__WHAT YOU NEED TO DO__: Using the entries that follow, please report how many lines contain the word "leaf", with no other words.

== Segment start ==

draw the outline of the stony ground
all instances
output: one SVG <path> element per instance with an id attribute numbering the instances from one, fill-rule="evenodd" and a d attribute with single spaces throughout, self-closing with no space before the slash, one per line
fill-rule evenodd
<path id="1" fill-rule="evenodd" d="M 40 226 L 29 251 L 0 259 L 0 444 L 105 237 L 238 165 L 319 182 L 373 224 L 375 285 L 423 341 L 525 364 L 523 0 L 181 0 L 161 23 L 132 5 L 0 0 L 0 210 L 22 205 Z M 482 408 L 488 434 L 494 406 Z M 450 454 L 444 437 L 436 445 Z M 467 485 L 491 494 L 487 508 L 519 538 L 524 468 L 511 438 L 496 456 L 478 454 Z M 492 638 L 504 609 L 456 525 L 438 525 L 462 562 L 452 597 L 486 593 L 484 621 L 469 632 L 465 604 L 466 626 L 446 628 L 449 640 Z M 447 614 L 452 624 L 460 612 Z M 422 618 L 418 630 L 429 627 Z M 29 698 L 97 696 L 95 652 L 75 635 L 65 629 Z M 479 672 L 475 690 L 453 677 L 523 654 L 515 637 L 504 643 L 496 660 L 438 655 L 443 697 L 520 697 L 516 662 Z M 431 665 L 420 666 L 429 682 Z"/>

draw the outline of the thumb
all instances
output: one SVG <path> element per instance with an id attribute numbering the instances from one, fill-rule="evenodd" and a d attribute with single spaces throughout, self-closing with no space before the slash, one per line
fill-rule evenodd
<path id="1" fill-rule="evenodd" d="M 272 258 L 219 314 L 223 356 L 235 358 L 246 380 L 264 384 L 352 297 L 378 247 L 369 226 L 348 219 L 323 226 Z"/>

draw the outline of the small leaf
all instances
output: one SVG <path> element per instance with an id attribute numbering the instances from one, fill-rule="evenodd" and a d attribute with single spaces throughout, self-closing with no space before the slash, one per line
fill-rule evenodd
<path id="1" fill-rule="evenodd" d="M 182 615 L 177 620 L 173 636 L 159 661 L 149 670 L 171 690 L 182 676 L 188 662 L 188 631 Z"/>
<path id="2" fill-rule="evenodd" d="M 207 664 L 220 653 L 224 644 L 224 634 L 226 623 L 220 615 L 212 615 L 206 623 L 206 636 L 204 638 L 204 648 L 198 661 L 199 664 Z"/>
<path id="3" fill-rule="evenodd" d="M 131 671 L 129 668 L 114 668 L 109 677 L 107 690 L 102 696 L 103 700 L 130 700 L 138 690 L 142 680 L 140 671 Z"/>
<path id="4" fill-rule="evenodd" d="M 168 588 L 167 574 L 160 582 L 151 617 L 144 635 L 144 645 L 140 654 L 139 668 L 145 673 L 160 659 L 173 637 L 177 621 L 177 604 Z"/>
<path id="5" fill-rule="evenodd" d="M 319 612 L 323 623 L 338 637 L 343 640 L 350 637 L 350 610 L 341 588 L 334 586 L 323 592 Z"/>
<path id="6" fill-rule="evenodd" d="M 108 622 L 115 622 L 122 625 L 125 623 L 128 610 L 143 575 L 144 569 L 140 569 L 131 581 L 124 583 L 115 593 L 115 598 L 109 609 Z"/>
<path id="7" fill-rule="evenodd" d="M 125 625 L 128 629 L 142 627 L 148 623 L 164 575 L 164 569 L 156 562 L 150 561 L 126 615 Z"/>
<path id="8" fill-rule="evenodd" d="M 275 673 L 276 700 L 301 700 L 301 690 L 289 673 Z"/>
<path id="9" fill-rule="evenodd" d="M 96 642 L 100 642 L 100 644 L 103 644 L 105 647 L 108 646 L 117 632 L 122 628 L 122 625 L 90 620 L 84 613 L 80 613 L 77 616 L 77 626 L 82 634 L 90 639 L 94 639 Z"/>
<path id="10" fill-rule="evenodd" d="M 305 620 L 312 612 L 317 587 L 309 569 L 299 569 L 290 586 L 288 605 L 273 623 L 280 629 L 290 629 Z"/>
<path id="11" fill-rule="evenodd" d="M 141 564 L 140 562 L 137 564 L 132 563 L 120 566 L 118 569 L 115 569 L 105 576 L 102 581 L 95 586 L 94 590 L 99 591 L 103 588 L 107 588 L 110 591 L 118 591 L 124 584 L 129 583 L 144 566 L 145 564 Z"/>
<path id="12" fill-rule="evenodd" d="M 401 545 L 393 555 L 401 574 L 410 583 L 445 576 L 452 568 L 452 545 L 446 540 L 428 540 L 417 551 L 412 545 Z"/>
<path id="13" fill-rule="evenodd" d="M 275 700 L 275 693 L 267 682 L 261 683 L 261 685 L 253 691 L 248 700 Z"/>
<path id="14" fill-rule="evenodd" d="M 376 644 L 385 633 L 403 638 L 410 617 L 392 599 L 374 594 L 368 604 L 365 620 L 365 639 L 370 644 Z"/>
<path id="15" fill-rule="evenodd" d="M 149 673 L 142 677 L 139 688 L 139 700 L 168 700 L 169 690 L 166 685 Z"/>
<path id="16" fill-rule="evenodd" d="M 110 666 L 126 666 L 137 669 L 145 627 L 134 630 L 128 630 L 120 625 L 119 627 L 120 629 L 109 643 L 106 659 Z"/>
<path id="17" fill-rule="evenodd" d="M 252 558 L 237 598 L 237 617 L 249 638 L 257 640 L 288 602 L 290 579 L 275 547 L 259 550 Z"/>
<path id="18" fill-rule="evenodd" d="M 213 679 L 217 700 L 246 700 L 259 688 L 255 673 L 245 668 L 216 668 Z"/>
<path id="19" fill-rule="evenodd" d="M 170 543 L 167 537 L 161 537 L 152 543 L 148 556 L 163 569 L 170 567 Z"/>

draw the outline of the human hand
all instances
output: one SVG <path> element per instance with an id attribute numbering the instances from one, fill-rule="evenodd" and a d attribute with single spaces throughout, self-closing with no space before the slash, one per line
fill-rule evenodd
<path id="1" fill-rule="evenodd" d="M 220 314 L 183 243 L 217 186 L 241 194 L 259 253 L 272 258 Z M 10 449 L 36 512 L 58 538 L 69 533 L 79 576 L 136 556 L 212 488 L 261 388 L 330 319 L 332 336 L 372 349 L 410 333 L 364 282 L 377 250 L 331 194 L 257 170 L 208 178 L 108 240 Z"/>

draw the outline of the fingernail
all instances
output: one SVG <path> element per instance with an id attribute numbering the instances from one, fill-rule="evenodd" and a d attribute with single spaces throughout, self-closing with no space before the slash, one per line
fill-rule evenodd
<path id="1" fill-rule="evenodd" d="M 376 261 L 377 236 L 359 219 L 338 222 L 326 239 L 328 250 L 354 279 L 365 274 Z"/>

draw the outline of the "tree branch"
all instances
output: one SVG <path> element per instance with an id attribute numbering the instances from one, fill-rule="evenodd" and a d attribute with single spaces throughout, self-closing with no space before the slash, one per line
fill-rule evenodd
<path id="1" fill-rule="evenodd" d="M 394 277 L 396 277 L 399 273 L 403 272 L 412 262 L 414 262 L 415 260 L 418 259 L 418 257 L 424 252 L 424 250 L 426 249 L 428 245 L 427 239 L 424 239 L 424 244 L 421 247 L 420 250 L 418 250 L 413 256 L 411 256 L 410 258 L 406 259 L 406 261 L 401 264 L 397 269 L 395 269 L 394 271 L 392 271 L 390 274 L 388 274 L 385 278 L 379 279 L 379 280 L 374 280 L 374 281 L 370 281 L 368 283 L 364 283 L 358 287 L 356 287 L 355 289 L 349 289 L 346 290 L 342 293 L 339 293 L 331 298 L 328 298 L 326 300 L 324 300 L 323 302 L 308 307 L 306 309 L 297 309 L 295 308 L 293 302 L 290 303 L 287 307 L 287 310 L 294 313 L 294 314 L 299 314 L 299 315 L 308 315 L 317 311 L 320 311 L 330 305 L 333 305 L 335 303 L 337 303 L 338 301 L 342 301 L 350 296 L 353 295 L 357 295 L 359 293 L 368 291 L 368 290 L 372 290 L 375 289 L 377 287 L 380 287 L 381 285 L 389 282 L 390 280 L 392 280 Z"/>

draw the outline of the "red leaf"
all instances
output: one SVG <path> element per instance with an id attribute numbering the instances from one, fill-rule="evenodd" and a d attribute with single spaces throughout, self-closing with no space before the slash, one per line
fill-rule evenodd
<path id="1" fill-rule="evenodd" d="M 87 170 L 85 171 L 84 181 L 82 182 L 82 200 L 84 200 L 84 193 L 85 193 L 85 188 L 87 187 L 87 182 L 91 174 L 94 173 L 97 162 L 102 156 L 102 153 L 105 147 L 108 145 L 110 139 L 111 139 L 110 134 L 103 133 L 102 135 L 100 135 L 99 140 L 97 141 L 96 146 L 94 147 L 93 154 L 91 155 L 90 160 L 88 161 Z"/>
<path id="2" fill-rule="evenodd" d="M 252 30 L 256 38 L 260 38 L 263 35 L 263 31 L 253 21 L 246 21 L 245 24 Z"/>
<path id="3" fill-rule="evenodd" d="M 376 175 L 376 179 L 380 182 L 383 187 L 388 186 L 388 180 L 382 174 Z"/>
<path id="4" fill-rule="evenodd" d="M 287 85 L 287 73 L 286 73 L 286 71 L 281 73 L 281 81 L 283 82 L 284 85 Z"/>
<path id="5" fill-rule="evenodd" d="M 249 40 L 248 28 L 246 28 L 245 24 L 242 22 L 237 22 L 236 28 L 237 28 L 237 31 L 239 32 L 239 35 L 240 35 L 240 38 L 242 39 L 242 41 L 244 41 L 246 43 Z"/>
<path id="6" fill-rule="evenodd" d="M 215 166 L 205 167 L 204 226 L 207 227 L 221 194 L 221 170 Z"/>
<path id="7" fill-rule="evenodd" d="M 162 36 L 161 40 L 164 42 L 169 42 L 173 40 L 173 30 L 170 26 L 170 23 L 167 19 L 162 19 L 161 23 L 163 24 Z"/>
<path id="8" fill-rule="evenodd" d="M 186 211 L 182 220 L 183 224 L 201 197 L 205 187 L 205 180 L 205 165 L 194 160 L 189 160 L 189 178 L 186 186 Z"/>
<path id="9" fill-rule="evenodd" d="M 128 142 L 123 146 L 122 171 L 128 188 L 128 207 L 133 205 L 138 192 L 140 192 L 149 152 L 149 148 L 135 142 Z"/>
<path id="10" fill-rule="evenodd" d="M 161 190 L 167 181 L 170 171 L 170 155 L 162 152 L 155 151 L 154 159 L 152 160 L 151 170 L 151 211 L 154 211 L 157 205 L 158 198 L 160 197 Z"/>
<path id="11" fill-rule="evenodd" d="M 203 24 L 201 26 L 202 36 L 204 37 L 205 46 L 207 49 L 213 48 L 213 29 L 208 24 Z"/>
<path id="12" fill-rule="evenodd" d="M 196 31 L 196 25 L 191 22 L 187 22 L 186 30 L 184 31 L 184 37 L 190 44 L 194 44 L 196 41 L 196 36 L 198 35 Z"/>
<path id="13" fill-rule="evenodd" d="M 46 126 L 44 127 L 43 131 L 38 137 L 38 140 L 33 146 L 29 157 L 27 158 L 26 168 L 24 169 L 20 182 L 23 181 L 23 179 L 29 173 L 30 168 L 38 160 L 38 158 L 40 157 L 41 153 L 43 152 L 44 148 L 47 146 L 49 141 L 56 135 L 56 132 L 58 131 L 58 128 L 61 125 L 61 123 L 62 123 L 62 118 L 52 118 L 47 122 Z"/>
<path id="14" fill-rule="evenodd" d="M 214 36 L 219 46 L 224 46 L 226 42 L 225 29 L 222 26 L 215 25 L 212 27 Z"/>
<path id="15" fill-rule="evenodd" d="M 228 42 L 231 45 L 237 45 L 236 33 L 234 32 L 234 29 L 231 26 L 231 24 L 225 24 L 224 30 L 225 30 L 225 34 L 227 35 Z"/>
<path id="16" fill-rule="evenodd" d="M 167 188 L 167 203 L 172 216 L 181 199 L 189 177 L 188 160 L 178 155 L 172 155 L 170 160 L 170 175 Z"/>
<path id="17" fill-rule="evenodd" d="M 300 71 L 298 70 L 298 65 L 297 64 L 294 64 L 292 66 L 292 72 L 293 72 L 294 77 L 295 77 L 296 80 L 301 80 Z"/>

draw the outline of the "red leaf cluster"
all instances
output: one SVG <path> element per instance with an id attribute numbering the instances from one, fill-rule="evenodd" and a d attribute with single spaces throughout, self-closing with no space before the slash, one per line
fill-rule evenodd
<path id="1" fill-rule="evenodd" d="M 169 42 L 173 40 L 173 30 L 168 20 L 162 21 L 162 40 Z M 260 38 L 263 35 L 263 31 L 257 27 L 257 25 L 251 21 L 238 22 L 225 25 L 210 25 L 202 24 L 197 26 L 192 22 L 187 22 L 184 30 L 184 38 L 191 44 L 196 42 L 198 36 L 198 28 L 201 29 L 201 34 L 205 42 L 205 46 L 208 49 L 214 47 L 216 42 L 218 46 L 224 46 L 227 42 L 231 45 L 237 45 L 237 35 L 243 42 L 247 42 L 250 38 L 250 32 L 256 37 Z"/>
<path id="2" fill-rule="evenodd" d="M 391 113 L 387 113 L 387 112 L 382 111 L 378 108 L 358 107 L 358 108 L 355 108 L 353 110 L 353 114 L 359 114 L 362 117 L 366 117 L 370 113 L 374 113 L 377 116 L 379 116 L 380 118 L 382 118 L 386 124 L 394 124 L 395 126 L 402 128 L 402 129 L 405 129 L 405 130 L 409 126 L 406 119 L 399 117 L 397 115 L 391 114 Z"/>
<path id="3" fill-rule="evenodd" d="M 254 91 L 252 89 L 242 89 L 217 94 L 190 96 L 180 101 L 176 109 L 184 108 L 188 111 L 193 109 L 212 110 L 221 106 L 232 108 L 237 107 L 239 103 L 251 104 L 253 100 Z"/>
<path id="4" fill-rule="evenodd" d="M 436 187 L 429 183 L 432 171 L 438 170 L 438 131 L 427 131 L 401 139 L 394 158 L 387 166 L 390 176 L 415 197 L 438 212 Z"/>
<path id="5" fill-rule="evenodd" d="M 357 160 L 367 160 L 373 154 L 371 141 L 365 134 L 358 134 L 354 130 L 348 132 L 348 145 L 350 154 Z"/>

== Segment end ==

__COMPLETED EXERCISE__: 3